(Data drawn from a collection)
--- START ---

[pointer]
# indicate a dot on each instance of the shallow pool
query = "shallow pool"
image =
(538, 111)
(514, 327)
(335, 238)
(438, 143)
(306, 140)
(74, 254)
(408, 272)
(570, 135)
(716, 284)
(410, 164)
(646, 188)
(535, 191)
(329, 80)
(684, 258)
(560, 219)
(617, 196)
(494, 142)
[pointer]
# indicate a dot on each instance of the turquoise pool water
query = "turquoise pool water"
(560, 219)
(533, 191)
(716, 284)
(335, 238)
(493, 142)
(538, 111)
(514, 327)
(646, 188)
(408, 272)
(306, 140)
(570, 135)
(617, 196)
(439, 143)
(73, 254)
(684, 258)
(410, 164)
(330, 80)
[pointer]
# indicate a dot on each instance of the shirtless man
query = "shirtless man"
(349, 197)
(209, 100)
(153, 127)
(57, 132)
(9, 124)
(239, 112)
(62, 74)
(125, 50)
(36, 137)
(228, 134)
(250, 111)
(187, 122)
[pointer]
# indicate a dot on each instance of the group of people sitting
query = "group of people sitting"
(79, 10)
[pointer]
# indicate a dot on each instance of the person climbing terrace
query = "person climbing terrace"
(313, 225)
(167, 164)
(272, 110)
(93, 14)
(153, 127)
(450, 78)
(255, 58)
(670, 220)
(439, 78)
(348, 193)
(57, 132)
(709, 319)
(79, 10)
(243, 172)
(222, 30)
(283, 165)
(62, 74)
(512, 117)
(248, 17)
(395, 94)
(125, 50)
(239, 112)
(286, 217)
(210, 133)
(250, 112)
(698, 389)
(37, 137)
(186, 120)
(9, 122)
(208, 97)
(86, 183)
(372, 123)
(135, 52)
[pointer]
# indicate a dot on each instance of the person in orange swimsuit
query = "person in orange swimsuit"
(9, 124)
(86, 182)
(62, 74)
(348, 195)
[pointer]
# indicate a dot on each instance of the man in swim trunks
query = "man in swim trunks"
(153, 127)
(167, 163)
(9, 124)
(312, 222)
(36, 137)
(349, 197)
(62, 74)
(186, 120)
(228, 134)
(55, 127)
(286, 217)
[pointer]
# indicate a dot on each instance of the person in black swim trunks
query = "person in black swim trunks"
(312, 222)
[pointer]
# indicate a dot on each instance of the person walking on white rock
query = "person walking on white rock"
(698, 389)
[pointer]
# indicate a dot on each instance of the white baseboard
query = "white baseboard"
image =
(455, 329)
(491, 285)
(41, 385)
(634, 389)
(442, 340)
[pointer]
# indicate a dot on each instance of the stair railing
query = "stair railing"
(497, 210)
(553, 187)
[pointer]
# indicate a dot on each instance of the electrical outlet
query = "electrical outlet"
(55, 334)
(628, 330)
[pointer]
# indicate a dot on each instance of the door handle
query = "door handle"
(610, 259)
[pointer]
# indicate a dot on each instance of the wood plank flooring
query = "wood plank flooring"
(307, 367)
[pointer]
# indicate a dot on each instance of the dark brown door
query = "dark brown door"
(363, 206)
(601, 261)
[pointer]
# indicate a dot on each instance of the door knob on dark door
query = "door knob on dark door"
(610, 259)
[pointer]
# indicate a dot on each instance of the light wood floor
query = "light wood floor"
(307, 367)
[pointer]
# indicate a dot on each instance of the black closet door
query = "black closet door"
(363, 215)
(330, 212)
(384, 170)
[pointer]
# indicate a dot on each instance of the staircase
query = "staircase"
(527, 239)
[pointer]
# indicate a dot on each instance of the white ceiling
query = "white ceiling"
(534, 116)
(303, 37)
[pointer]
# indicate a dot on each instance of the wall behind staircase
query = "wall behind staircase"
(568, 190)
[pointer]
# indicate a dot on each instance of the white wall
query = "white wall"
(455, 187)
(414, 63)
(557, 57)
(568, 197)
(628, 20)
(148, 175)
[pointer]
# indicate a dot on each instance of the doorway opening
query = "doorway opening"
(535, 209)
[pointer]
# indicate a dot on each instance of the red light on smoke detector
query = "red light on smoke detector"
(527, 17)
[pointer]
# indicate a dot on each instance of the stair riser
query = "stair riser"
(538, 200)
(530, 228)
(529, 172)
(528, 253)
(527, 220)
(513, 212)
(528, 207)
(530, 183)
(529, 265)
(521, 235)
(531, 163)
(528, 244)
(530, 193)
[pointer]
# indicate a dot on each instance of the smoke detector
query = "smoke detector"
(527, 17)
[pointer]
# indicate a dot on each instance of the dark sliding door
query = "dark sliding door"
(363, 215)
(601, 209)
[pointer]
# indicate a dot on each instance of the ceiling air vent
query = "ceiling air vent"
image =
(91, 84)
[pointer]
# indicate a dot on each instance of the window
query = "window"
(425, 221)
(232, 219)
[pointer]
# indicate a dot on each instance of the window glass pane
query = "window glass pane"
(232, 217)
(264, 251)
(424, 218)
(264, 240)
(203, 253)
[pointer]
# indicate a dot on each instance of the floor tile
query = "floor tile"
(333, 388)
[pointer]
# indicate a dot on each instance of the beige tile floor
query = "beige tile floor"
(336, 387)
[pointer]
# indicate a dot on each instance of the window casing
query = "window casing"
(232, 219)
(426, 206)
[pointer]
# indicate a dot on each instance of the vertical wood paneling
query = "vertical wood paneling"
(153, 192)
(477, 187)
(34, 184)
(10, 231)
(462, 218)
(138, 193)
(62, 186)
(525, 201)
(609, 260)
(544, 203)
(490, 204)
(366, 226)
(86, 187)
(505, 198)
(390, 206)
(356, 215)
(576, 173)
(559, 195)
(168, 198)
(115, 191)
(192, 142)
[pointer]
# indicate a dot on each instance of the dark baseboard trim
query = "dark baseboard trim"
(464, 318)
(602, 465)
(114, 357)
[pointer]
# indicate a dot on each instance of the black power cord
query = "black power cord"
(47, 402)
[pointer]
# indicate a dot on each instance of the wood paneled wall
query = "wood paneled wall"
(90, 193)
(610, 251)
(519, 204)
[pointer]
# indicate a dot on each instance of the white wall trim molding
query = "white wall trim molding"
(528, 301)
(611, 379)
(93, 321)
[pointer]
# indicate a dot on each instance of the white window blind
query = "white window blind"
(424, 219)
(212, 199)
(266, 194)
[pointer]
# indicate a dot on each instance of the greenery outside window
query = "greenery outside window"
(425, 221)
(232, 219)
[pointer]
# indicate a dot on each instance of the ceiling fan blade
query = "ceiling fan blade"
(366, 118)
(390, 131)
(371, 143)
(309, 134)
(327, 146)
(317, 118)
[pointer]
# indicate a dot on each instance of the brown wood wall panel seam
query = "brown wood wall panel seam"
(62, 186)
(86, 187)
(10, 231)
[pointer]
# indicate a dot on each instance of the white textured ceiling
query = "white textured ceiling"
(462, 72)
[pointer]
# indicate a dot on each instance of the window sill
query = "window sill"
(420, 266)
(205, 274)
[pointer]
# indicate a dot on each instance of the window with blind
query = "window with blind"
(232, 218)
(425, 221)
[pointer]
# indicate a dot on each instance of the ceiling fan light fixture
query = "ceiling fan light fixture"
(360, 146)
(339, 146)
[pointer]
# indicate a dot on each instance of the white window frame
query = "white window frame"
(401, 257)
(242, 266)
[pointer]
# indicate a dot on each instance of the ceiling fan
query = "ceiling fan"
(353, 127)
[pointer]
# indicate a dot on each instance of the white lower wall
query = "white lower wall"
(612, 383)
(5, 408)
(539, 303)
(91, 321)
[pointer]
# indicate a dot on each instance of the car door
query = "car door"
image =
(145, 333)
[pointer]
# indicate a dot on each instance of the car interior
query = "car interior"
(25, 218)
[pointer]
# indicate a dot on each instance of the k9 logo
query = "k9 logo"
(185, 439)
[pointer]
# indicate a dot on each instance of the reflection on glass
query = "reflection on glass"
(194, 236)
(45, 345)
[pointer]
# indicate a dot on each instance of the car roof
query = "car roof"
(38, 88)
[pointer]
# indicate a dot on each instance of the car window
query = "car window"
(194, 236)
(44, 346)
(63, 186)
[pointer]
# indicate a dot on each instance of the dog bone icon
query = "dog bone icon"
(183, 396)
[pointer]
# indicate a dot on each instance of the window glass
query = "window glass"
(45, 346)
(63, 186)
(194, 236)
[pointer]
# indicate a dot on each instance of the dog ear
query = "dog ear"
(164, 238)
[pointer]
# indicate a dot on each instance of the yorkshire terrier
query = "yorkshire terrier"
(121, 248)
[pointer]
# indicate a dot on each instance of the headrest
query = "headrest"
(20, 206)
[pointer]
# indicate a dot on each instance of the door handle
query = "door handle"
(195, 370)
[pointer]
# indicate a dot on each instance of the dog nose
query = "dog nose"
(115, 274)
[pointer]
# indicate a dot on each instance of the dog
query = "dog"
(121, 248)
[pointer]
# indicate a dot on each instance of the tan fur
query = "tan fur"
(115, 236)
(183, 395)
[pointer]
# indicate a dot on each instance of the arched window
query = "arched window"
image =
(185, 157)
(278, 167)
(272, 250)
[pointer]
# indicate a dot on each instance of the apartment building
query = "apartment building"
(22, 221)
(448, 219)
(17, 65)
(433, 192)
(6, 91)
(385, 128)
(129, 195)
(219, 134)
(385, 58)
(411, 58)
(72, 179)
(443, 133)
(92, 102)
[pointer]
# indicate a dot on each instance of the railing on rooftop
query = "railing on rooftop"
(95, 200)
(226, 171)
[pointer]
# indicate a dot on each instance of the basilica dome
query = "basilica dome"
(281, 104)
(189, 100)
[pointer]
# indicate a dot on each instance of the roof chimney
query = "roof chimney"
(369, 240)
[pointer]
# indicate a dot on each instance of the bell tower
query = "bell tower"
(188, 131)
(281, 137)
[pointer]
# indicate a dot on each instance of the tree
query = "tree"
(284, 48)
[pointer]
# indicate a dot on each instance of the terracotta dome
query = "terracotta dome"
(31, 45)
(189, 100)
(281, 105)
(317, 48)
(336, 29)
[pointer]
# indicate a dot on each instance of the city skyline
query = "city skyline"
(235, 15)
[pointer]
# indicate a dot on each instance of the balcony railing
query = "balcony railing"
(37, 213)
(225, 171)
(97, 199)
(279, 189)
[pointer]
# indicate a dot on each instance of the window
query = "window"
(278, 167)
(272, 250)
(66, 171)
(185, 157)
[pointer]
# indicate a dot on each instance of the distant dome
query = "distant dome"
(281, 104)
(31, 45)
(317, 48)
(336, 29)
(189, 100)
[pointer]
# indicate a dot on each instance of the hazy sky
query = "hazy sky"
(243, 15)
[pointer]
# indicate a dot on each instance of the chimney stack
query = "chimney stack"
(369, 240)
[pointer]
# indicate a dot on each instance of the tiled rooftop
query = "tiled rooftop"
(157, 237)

--- END ---

→ **Problem**
How many of the lines above contain the string "icon"? Case counts, and the reply should be the number alone.

→ **Task solution**
2